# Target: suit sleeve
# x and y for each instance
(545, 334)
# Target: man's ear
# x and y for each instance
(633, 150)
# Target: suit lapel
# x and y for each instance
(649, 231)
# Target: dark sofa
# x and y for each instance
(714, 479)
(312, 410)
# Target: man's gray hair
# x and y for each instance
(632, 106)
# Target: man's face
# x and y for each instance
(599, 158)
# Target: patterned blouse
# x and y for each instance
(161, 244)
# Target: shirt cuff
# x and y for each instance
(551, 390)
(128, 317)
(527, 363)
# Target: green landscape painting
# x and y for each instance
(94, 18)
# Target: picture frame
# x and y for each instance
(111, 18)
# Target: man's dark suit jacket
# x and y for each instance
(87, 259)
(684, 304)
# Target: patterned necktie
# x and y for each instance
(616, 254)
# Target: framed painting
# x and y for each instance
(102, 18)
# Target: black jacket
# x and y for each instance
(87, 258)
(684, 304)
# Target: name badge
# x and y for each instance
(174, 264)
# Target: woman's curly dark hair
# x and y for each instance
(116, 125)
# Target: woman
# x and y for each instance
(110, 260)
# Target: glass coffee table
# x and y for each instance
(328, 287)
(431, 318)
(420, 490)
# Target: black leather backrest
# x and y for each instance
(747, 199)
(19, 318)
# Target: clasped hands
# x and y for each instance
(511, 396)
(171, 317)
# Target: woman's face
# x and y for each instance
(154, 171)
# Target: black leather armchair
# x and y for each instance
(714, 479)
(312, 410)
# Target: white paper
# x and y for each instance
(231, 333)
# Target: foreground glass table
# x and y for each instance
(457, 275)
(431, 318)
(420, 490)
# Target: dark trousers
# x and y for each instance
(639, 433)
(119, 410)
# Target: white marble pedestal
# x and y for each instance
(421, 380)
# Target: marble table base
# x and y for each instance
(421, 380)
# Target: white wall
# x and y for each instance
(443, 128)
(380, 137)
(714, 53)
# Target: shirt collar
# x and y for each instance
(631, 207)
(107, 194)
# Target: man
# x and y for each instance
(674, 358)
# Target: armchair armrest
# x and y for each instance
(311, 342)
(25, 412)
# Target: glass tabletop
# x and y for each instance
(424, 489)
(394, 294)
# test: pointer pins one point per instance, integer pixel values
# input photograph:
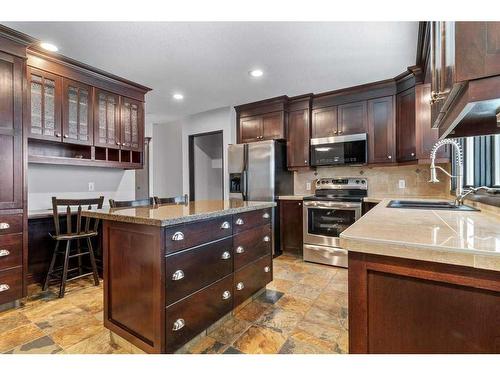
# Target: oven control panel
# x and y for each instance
(342, 183)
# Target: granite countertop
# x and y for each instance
(172, 214)
(454, 237)
(297, 197)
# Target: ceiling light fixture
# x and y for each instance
(256, 73)
(49, 46)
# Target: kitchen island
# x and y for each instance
(172, 271)
(424, 281)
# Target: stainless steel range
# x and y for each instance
(335, 206)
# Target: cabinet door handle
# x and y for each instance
(178, 236)
(4, 287)
(178, 324)
(178, 275)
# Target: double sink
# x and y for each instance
(429, 205)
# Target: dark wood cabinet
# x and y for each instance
(250, 129)
(77, 115)
(399, 305)
(298, 139)
(352, 118)
(291, 230)
(381, 130)
(324, 122)
(107, 119)
(44, 102)
(405, 126)
(11, 132)
(132, 124)
(273, 126)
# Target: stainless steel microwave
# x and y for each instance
(339, 150)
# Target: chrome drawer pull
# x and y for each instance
(178, 236)
(178, 324)
(177, 275)
(4, 287)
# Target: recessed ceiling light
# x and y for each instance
(49, 47)
(256, 73)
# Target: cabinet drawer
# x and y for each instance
(190, 270)
(251, 245)
(252, 219)
(190, 316)
(252, 278)
(11, 224)
(193, 234)
(11, 285)
(11, 250)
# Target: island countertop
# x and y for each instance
(469, 239)
(171, 214)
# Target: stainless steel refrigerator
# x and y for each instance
(258, 172)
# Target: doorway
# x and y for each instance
(206, 177)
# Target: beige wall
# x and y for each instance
(382, 181)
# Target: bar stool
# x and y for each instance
(79, 230)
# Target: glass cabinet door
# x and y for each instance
(45, 105)
(132, 124)
(77, 118)
(106, 121)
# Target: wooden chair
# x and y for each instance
(79, 229)
(183, 199)
(137, 203)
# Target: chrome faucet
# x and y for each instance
(460, 167)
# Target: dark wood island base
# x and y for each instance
(164, 285)
(401, 305)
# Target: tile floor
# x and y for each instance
(304, 310)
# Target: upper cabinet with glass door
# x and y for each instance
(77, 113)
(44, 105)
(106, 119)
(131, 124)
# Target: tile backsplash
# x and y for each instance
(382, 181)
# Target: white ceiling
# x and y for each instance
(209, 61)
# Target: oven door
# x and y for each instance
(339, 150)
(324, 221)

- - - - -

## Brief:
All lines with the word "island" need to be copied from the data above.

## Answer section:
# Target: kitchen island
# Target: island countertop
# Target: dark wood island base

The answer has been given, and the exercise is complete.